• Consignes
1/ Selon le passage, dans quel délai la France doit-elle être en mesure de reproduire, conditionner et distribuer du paracétamol ?
2/ Recopiez la partie du passage qui s'ouvre sur les mots contenant « Par ailleurs, de » et se ferme sur « de sécurité sanitaire. ».
3/ Réécrivez plus brièvement le paragraphe du passage qui commence par « Par ailleurs, de vives inquiétudes », en conservant ses faits principaux.

• Passage choisi

Les projets des laboratoires Abivax, Innate Pharma, Inotrem, Osivax, Xenothera et Genoscience ont été retenus, qu’il s’agisse de stratégies thérapeutiques ou d’approches technologiques, pour 78 millions d’euros en 2020. Et 120 millions aideront par ailleurs au déploiement de nouvelles lignes de production dans l’Hexagone. Un « appel à manifestation d’intérêt » a été lancé jeudi. Cette enveloppe de près de 200 millions en 2020 sera « amplifiée en 2021 pour financer de nouveaux projets ».

Près de 80 % des médicaments vendus en Europe contiennent des principes actifs importés d’Inde ou de Chine

Par ailleurs, de vives inquiétudes sont apparues, au début de la pandémie de Covid-19, sur une possible pénurie de paracétamol, la molécule prescrite contre la fièvre et les douleurs. « Des travaux sont engagés avec Seqens, Upsa et Sanofi pour que, d’ici à trois ans, la France soit en mesure de reproduire, conditionner et distribuer du paracétamol », annoncent les deux ministres. Le paracétamol n’est qu’un « premier exemple » de cette démarche de relocalisation. Si la France exporte déjà des médicaments à haute valeur ajoutée, la production du paracétamol répond à un enjeu de sécurité sanitaire.

• Matériel d'étude
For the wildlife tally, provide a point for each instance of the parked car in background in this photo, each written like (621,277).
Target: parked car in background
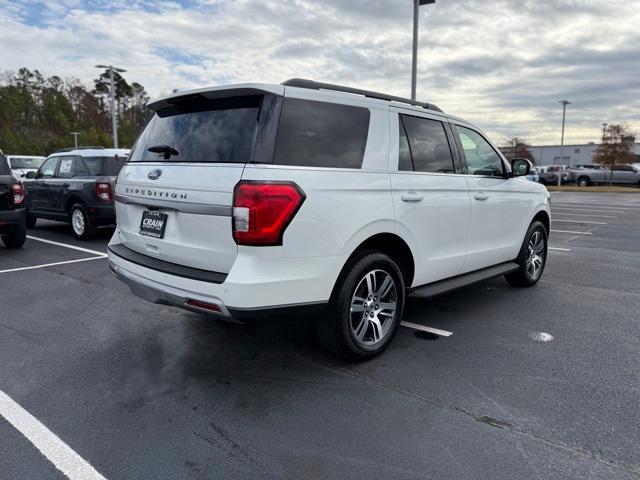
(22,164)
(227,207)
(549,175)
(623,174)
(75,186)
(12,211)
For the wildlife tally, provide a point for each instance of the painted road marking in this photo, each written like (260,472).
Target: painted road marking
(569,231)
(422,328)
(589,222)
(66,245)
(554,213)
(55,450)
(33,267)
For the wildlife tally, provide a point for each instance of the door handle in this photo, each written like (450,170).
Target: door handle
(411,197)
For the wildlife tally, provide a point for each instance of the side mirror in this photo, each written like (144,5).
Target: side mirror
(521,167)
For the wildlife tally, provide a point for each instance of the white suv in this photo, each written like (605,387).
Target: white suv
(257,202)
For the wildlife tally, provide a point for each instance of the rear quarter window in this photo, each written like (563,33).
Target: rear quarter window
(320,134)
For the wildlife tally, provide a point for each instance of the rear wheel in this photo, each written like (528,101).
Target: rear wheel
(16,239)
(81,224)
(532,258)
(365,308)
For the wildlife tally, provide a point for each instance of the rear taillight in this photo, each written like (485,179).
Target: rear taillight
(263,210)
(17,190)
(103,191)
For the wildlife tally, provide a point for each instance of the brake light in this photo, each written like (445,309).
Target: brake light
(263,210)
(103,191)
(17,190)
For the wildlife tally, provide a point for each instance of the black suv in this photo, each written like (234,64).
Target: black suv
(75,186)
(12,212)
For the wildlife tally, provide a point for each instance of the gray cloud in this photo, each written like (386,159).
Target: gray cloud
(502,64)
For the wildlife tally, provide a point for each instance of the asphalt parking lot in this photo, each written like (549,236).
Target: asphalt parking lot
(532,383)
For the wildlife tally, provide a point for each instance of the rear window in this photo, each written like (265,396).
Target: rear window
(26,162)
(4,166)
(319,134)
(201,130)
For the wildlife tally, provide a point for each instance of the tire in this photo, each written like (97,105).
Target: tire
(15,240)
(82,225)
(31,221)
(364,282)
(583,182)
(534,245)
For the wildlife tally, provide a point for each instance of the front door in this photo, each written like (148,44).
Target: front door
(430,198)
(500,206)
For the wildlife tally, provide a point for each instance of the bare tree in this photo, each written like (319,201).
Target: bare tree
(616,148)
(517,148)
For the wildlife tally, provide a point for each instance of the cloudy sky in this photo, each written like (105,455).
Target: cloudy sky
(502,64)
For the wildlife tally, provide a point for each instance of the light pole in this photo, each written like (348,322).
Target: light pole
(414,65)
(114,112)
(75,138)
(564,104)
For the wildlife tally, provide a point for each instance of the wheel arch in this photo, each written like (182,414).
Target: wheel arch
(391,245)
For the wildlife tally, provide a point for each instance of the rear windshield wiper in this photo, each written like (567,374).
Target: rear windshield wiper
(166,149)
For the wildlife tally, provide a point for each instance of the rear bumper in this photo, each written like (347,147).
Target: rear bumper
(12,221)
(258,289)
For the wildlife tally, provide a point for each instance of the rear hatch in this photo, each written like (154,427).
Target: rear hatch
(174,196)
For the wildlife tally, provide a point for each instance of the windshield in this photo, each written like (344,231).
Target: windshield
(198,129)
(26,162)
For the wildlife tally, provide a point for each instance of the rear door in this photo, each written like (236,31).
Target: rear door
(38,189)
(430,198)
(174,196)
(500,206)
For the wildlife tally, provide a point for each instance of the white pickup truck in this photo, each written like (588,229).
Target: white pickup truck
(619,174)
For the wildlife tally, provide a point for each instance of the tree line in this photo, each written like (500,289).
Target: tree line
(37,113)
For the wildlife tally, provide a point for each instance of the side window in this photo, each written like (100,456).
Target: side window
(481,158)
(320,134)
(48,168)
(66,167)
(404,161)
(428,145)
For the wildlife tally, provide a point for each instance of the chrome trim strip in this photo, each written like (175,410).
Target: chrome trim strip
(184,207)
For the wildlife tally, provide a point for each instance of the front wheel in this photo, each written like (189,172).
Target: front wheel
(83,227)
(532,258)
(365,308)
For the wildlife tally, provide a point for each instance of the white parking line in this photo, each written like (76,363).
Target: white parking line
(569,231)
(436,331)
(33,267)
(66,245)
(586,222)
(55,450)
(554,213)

• Réponses
1/ D'ici à trois ans.

2/
Par ailleurs, de vives inquiétudes sont apparues, au début de la pandémie de Covid-19, sur une possible pénurie de paracétamol, la molécule prescrite contre la fièvre et les douleurs. « Des travaux sont engagés avec Seqens, Upsa et Sanofi pour que, d’ici à trois ans, la France soit en mesure de reproduire, conditionner et distribuer du paracétamol », annoncent les deux ministres. Le paracétamol n’est qu’un « premier exemple » de cette démarche de relocalisation. Si la France exporte déjà des médicaments à haute valeur ajoutée, la production du paracétamol répond à un enjeu de sécurité sanitaire.

3/ Au début de la pandémie de Covid-19, on a craint une pénurie de paracétamol, molécule prescrite contre la fièvre et les douleurs. Les deux ministres annoncent des travaux avec Seqens, Upsa et Sanofi pour que la France puisse, d'ici à trois ans, reproduire, conditionner et distribuer ce médicament. Ce « premier exemple » de relocalisation répond à un enjeu de sécurité sanitaire, alors que la France exporte déjà des médicaments à haute valeur ajoutée.